** SOURCE DATA **
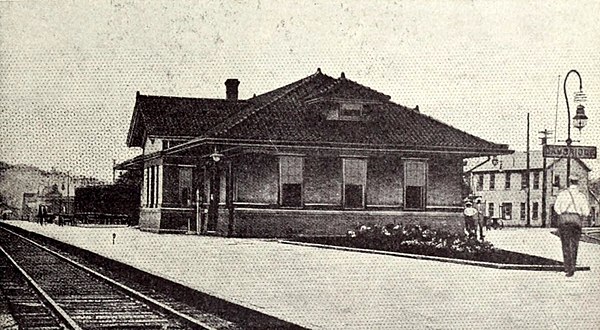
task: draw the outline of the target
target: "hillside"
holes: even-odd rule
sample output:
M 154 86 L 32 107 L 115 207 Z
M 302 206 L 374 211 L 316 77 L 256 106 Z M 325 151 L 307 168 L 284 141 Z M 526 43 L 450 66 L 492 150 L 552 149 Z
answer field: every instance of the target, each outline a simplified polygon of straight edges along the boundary
M 19 213 L 23 193 L 44 194 L 54 187 L 63 196 L 74 196 L 76 187 L 94 184 L 103 182 L 95 178 L 69 177 L 60 171 L 44 171 L 34 166 L 11 165 L 0 161 L 0 208 Z
M 590 182 L 590 190 L 594 195 L 600 197 L 600 178 L 596 178 Z

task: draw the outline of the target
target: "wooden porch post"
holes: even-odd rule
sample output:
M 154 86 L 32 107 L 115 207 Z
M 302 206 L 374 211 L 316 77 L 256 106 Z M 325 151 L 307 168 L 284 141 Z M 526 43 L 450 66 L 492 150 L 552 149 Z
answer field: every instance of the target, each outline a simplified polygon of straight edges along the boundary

** AIM OF THE TASK **
Output every entry above exactly, minus the pictures.

** RESPONSE FOR THIS EXERCISE **
task: draw the outline of the target
target: "hillside"
holes: even-odd rule
sample output:
M 154 86 L 32 107 L 115 207 Z
M 302 206 L 374 211 L 316 77 L 256 106 Z M 325 151 L 307 168 L 284 141 Z M 526 43 L 450 66 L 492 150 L 552 149 Z
answer field: every instance of the target, each outline a simplified polygon of straight edges along the boundary
M 19 213 L 23 193 L 44 194 L 54 187 L 63 196 L 74 196 L 76 187 L 94 184 L 103 182 L 95 178 L 69 177 L 60 171 L 44 171 L 34 166 L 11 165 L 0 161 L 0 208 Z
M 590 182 L 590 190 L 594 195 L 600 197 L 600 178 L 596 178 Z

task: draw the outline of the target
target: "wooden porch post"
holes: even-odd rule
sample output:
M 154 86 L 32 107 L 115 207 Z
M 302 206 L 374 211 L 316 77 L 256 106 Z M 325 151 L 307 168 L 284 141 Z M 526 43 L 450 66 L 492 150 L 552 149 Z
answer field: every instance of the target, each outline a simplified polygon of straight edges along the boundary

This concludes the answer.